Wednesday, October 31, 2007

Christian diversity -- final thoughts

Picking up where I left off, I submit that as mere humans what we believe about the origin, nature, and methods of Christianity is limited by our worldly, corrupted human knowledge of Christianity. Our quarrels and disagreements are not from the Father. We do not recognize how we have concerned ourselves with an elemental wisdom that is from the world. We function as Christians all too often as if we are part of this world system. We focus on issues that are rooted and expressed in terms of the lust of the flesh, the lust of the eyes and the pride of life. When someone else claims to be a Christian and disagrees with us, we look for ways to undermine their position, rather than looking for the fullest expression of familial love and affection that we might share.

Pulling back up the original question of what causes such great diversity among Christian believers, the simple answer is money-resources conflict, religion as we imagine it in our hearts and politics over what our institutional structure should be. Further, think of all Christian brethren on three levels: an individual level, a local corporate level and a universal cultural level.

As individuals, we are influenced by nature and nurture. We are born with a particular gift mix, mental abilities, and inclinations toward temperament. Additionally, we are selfishly inclined and this selfishness is bundled in three areas, our bodies, our hearts and our minds. Gordon's comment in part three was that Eve and Christ were tempted by Satan in these three areas. We have fallen natures, but it is important to recognize this nature has three parts.

On a corporate level, whenever we build communities of believers, we not only bring our individual baggage but we also encounter a corporate structure inherited across centuries of development. Regardless of our current stream, this structure includes decision-making by others reaching us through time. The natural, social construct we call "church" dictates to the individuals how to behave directly through "objective" teaching and indirectly through "subjective" teaching. We call this tradition. Another factor of seeing differently is that a relatively short stretch of time causes people who know an older set of mores to mix with folks inculcated amid a set of altered cultural norms.

From the broadest cultural view, the Body of Christ experiences some twists in thinking as well. The church develops concurrently with the culture in which it is based, interacts and can be pulled in. There are plenty of examples of churches taking cultural stands that were wrong. Southern pastors of the early-mid 1800's "preached" in favor of slavery. Many churches in Nazi Germany supported the fascist regime; the Crusades and the Inquisition were cultural mandates of the church itself.

*Goal a*
Rewrite the records starting at the line containing "Every instance of the chair" and ending at the line containing "<point>132,421</point>", both included, with "Target" replaced by "Object" and nothing else changed. Leave the pictures out.

*Data records*
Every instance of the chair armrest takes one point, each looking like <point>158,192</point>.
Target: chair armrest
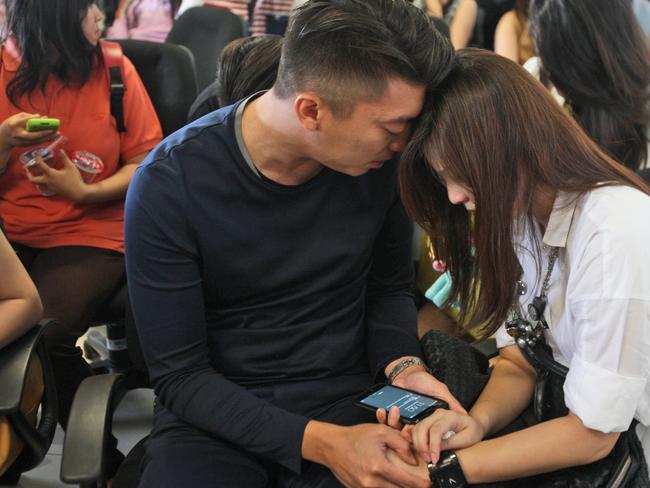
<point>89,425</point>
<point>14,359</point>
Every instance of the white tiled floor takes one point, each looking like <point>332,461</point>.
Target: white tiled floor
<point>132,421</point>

* * *

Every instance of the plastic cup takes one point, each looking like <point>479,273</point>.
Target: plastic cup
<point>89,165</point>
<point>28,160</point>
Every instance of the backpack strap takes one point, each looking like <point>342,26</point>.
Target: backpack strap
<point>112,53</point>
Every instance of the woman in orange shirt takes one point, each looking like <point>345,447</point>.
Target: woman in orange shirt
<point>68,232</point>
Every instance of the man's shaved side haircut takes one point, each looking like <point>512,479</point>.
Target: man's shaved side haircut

*Goal b*
According to the post on Christian diversity, on what three levels should all Christian brethren be thought of?

*Right answer a*
Every instance of the chair armrest takes one point, each looking like <point>158,192</point>.
Object: chair armrest
<point>89,425</point>
<point>14,359</point>
Every instance of the white tiled floor takes one point, each looking like <point>332,461</point>.
Object: white tiled floor
<point>132,421</point>

*Right answer b*
An individual level, a local corporate level and a universal cultural level.